(Dataset entries)
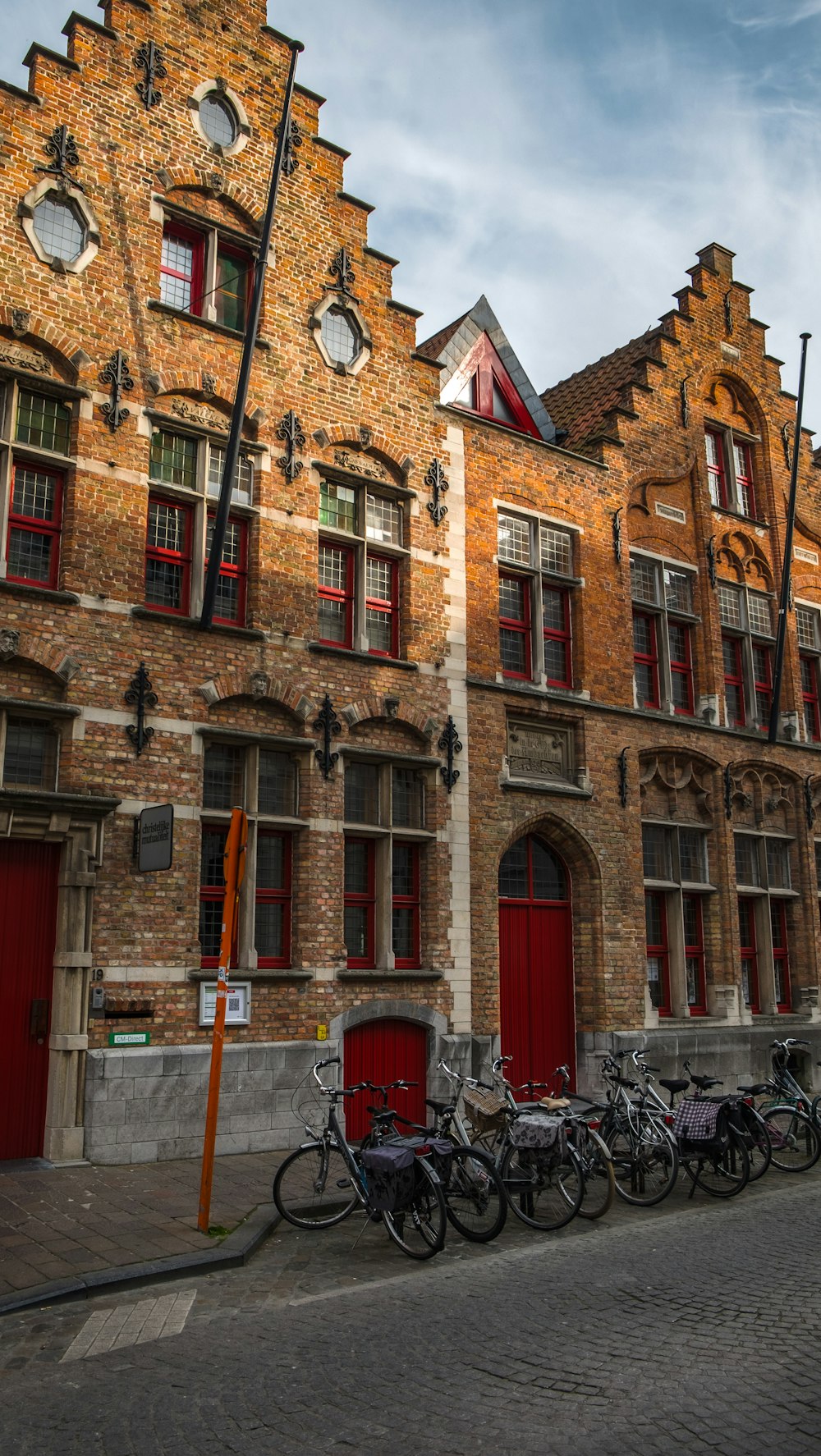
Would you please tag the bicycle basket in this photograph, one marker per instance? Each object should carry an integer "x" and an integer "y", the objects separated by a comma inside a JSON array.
[
  {"x": 485, "y": 1110},
  {"x": 308, "y": 1106}
]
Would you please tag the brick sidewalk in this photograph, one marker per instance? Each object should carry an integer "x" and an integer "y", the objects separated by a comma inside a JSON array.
[{"x": 58, "y": 1224}]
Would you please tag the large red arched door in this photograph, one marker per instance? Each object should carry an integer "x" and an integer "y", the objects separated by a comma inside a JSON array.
[
  {"x": 28, "y": 916},
  {"x": 536, "y": 966},
  {"x": 382, "y": 1051}
]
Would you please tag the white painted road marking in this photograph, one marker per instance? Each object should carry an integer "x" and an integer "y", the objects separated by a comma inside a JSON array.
[{"x": 131, "y": 1326}]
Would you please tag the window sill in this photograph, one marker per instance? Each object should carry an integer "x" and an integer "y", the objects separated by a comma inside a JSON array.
[
  {"x": 408, "y": 974},
  {"x": 24, "y": 588},
  {"x": 158, "y": 306},
  {"x": 374, "y": 658},
  {"x": 192, "y": 624}
]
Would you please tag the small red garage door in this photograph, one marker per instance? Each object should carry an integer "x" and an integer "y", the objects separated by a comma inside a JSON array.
[{"x": 380, "y": 1051}]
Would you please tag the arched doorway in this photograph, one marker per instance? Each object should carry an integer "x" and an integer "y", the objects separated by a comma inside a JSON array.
[
  {"x": 382, "y": 1051},
  {"x": 536, "y": 964}
]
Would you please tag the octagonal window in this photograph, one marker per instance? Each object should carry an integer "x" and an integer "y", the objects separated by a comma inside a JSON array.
[
  {"x": 340, "y": 335},
  {"x": 58, "y": 227},
  {"x": 218, "y": 121}
]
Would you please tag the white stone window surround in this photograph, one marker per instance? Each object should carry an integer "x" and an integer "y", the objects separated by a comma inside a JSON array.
[
  {"x": 66, "y": 193},
  {"x": 340, "y": 300},
  {"x": 220, "y": 89}
]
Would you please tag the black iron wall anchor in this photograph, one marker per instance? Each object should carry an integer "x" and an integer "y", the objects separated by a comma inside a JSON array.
[
  {"x": 152, "y": 60},
  {"x": 117, "y": 376},
  {"x": 143, "y": 699},
  {"x": 623, "y": 778},
  {"x": 63, "y": 149},
  {"x": 448, "y": 744},
  {"x": 291, "y": 433},
  {"x": 617, "y": 533},
  {"x": 342, "y": 271},
  {"x": 436, "y": 479},
  {"x": 328, "y": 724}
]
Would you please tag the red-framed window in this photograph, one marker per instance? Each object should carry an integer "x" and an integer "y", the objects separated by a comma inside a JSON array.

## What this task involves
Copy every line above exactly; images stay out.

## Exercise output
Would you please tag the bicycle basket in this photograph, one marker per instance? Each object should carry an integer "x" and an integer "y", the objects separated by a comma inside a JSON array.
[
  {"x": 485, "y": 1110},
  {"x": 308, "y": 1106}
]
Would you please tag the brick sidewalk in this photograph, one marker per instance? Each object should carry an integer "x" and an integer "y", the objects separated by a comma inside a JSON array.
[{"x": 58, "y": 1224}]
Would you please tag the large red arched door in this photograph, one marker per instance? Each object should carry an integer "x" and an integer "y", the objects separated by a comma inside a JSON array.
[
  {"x": 28, "y": 916},
  {"x": 536, "y": 966},
  {"x": 382, "y": 1051}
]
Would you please tag the white painted road marking in this photograph, one marker per instance? Each object should carry an integer "x" and an integer "y", the objects separated by a comma inside a JSON array.
[{"x": 131, "y": 1326}]
Would you please tag the window sill in this photograph, one marker per instance? Each object should carry an integer "x" and an integer "y", the objects separated by a comma inside a JSON array.
[
  {"x": 408, "y": 974},
  {"x": 24, "y": 588},
  {"x": 158, "y": 306},
  {"x": 374, "y": 658},
  {"x": 192, "y": 624}
]
Would you please tag the small red garage door in this photograph, one marker per instance? Each object should carry an integer "x" and an integer "y", the objects separated by a comma inside a JSON array.
[{"x": 380, "y": 1051}]
Would you please tag the arched doorway in this photograph, one marker per instance? Each object should carry an integer "x" and an integer "y", the objects separated by a comma inside a JSON array.
[
  {"x": 382, "y": 1051},
  {"x": 536, "y": 964}
]
Would you please tag the octagonal window in this photograph, one marker per instance? Each object should carry an integer "x" and an integer "y", the objects separated by a comma inside a JSON array.
[
  {"x": 340, "y": 335},
  {"x": 58, "y": 227},
  {"x": 218, "y": 121}
]
Would you please tag the white stone window surround in this photograph, one marker per instance? Each object should carry an integer "x" and an integer "y", the objects separated by a comma inside a JSON array.
[
  {"x": 66, "y": 193},
  {"x": 340, "y": 300},
  {"x": 220, "y": 89}
]
Would you please tag the black iron wall anchor in this photograph, one marker per instance? Each object should carry an integer "x" and an integer "y", the objects separated by a comma inside a JSON array.
[
  {"x": 152, "y": 60},
  {"x": 117, "y": 376},
  {"x": 143, "y": 699},
  {"x": 623, "y": 778},
  {"x": 63, "y": 149},
  {"x": 448, "y": 744},
  {"x": 291, "y": 433},
  {"x": 617, "y": 533},
  {"x": 342, "y": 271},
  {"x": 436, "y": 479},
  {"x": 328, "y": 724}
]
Would you please tag the red-framed window in this photograph, one marker per instance? Each object should carry an integer "x" and an integer "y", the objects separated by a comma inside a JSON array.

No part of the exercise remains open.